→ **ROWS**
>> Begin
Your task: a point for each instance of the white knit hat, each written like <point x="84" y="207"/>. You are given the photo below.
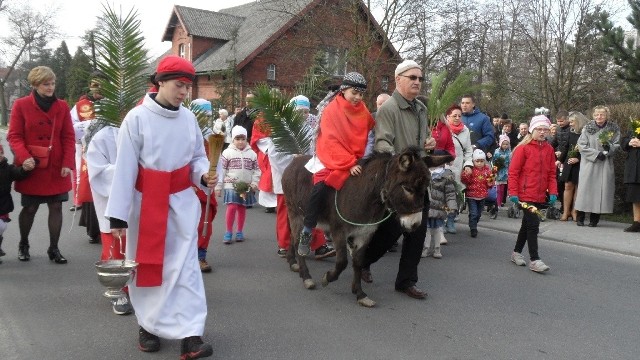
<point x="539" y="121"/>
<point x="478" y="154"/>
<point x="407" y="65"/>
<point x="238" y="130"/>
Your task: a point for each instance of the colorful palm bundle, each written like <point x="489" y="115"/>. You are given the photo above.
<point x="533" y="209"/>
<point x="242" y="188"/>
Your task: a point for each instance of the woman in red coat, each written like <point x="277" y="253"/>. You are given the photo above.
<point x="41" y="120"/>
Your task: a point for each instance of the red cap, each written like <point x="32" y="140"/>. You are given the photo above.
<point x="175" y="67"/>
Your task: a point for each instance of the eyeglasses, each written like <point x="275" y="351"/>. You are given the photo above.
<point x="414" y="77"/>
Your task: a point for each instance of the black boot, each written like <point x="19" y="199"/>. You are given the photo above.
<point x="23" y="251"/>
<point x="55" y="256"/>
<point x="194" y="348"/>
<point x="635" y="227"/>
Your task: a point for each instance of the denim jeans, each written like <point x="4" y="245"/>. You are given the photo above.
<point x="475" y="208"/>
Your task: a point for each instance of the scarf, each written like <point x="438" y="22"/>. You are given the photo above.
<point x="44" y="102"/>
<point x="456" y="129"/>
<point x="344" y="129"/>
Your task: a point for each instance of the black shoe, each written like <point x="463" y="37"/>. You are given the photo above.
<point x="324" y="251"/>
<point x="55" y="256"/>
<point x="23" y="252"/>
<point x="635" y="227"/>
<point x="194" y="348"/>
<point x="148" y="342"/>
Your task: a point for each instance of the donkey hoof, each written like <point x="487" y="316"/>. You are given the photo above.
<point x="366" y="302"/>
<point x="309" y="284"/>
<point x="325" y="281"/>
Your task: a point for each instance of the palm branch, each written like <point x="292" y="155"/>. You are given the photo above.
<point x="204" y="121"/>
<point x="441" y="98"/>
<point x="289" y="131"/>
<point x="122" y="59"/>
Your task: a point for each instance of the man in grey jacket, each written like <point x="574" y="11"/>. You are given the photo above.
<point x="401" y="122"/>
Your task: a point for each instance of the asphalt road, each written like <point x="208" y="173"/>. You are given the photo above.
<point x="480" y="305"/>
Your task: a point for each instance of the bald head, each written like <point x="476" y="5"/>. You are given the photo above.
<point x="381" y="99"/>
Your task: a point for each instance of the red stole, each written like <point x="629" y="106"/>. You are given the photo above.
<point x="155" y="186"/>
<point x="261" y="131"/>
<point x="342" y="139"/>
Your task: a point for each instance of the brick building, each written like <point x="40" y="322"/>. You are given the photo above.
<point x="275" y="42"/>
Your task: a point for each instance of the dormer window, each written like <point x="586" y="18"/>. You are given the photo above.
<point x="271" y="72"/>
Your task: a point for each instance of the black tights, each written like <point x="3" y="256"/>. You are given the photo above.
<point x="28" y="213"/>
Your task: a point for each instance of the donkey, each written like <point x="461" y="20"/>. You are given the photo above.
<point x="388" y="186"/>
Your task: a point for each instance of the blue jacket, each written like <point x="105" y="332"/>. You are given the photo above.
<point x="482" y="133"/>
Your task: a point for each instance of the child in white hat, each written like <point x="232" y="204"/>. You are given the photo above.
<point x="478" y="184"/>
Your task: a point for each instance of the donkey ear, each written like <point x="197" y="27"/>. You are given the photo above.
<point x="405" y="161"/>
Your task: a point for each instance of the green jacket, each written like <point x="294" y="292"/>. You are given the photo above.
<point x="399" y="126"/>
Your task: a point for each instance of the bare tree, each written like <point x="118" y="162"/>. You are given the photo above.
<point x="27" y="27"/>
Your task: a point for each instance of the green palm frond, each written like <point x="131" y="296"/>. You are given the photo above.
<point x="122" y="59"/>
<point x="289" y="131"/>
<point x="204" y="121"/>
<point x="441" y="98"/>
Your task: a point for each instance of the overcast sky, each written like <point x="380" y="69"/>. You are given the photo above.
<point x="74" y="17"/>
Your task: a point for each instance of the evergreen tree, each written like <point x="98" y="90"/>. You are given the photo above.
<point x="78" y="75"/>
<point x="625" y="51"/>
<point x="60" y="65"/>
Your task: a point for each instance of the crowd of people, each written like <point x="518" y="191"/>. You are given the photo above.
<point x="147" y="199"/>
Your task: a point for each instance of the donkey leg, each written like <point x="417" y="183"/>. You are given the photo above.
<point x="356" y="285"/>
<point x="341" y="263"/>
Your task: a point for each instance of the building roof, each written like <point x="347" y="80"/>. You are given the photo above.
<point x="254" y="25"/>
<point x="203" y="23"/>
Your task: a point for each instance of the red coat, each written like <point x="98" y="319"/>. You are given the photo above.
<point x="532" y="172"/>
<point x="29" y="125"/>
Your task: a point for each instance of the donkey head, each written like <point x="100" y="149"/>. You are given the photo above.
<point x="405" y="187"/>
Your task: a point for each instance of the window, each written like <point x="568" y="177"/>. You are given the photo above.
<point x="384" y="83"/>
<point x="271" y="72"/>
<point x="336" y="61"/>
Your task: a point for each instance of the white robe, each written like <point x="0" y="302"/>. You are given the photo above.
<point x="160" y="139"/>
<point x="101" y="159"/>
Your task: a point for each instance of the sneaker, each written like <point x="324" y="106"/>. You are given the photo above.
<point x="227" y="238"/>
<point x="121" y="306"/>
<point x="538" y="266"/>
<point x="194" y="348"/>
<point x="204" y="265"/>
<point x="394" y="247"/>
<point x="303" y="245"/>
<point x="517" y="259"/>
<point x="148" y="342"/>
<point x="325" y="251"/>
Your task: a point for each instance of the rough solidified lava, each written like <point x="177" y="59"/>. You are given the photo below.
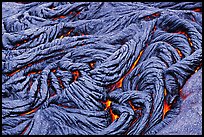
<point x="97" y="68"/>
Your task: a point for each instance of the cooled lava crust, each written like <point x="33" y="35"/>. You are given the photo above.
<point x="97" y="68"/>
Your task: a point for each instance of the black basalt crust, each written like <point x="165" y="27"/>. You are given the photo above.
<point x="101" y="68"/>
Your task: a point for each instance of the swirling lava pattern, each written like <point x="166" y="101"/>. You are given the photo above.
<point x="98" y="67"/>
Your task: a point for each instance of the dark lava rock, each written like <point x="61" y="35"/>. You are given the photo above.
<point x="189" y="121"/>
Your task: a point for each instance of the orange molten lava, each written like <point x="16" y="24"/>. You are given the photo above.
<point x="113" y="116"/>
<point x="179" y="52"/>
<point x="75" y="74"/>
<point x="91" y="64"/>
<point x="166" y="108"/>
<point x="197" y="10"/>
<point x="13" y="73"/>
<point x="60" y="82"/>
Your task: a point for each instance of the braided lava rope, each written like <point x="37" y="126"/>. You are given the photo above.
<point x="97" y="68"/>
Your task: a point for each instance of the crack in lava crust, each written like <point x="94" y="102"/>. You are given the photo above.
<point x="97" y="68"/>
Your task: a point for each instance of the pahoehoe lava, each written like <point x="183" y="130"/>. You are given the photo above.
<point x="101" y="68"/>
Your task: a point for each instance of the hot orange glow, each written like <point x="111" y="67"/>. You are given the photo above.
<point x="154" y="29"/>
<point x="107" y="103"/>
<point x="62" y="17"/>
<point x="179" y="52"/>
<point x="31" y="73"/>
<point x="182" y="32"/>
<point x="54" y="70"/>
<point x="18" y="44"/>
<point x="190" y="42"/>
<point x="39" y="71"/>
<point x="78" y="13"/>
<point x="30" y="112"/>
<point x="61" y="37"/>
<point x="13" y="73"/>
<point x="182" y="95"/>
<point x="113" y="116"/>
<point x="68" y="33"/>
<point x="156" y="14"/>
<point x="166" y="108"/>
<point x="197" y="10"/>
<point x="60" y="82"/>
<point x="75" y="74"/>
<point x="91" y="64"/>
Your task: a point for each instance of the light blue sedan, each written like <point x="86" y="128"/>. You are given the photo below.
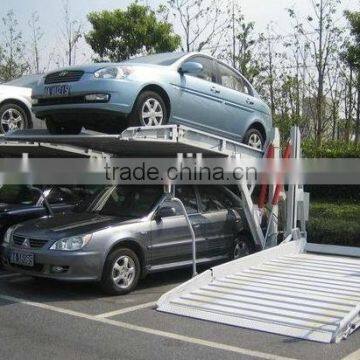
<point x="190" y="89"/>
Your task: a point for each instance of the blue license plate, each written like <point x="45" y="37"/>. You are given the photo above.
<point x="57" y="90"/>
<point x="22" y="258"/>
>> End
→ **EXERCISE**
Repeat nothing but the lines from the one containing "Your task: a point for each instance of the black basalt" through the end of the entries, exactly, and skip the pictures.

→ **FULL OUTPUT**
Your task: a point for each instance of the black basalt crust, each written like <point x="165" y="27"/>. You are given the photo above.
<point x="101" y="68"/>
Your task: a point for each instance of the swirling lava pattern, each written like <point x="166" y="101"/>. You are given the photo above.
<point x="98" y="67"/>
Your task: a point for each instance of the dark lava rock, each written like <point x="61" y="35"/>. You are given the photo above.
<point x="189" y="121"/>
Your task: a point for each instance of the orange molten lava, each written like <point x="16" y="24"/>. You are given the photo above.
<point x="113" y="116"/>
<point x="179" y="52"/>
<point x="75" y="74"/>
<point x="91" y="64"/>
<point x="166" y="108"/>
<point x="197" y="10"/>
<point x="13" y="73"/>
<point x="60" y="82"/>
Your task: a point for each instance of the braided lava rope, each written like <point x="37" y="126"/>. You are given the photo above.
<point x="97" y="68"/>
Your task: a point for each instance of the crack in lava crust, each written like <point x="94" y="102"/>. You are given the photo above.
<point x="97" y="68"/>
Your task: a point for each instance of the pahoehoe lava, each written like <point x="183" y="130"/>. You are given the photo above.
<point x="101" y="68"/>
Your task: a point for each instance of the hot orange glow, each written like <point x="111" y="67"/>. You are given the photo above.
<point x="154" y="29"/>
<point x="107" y="103"/>
<point x="62" y="17"/>
<point x="179" y="52"/>
<point x="31" y="73"/>
<point x="182" y="32"/>
<point x="54" y="70"/>
<point x="18" y="44"/>
<point x="190" y="42"/>
<point x="39" y="71"/>
<point x="78" y="13"/>
<point x="30" y="112"/>
<point x="61" y="37"/>
<point x="13" y="73"/>
<point x="182" y="95"/>
<point x="113" y="116"/>
<point x="68" y="33"/>
<point x="156" y="14"/>
<point x="166" y="108"/>
<point x="197" y="10"/>
<point x="60" y="82"/>
<point x="75" y="74"/>
<point x="91" y="64"/>
Your task: a point for each instance of the light blue sedan, each written like <point x="86" y="128"/>. You are given the photo below.
<point x="190" y="89"/>
Your task: a point for each instance of the blue license plate, each written like <point x="45" y="37"/>. You are given the photo above.
<point x="57" y="90"/>
<point x="22" y="258"/>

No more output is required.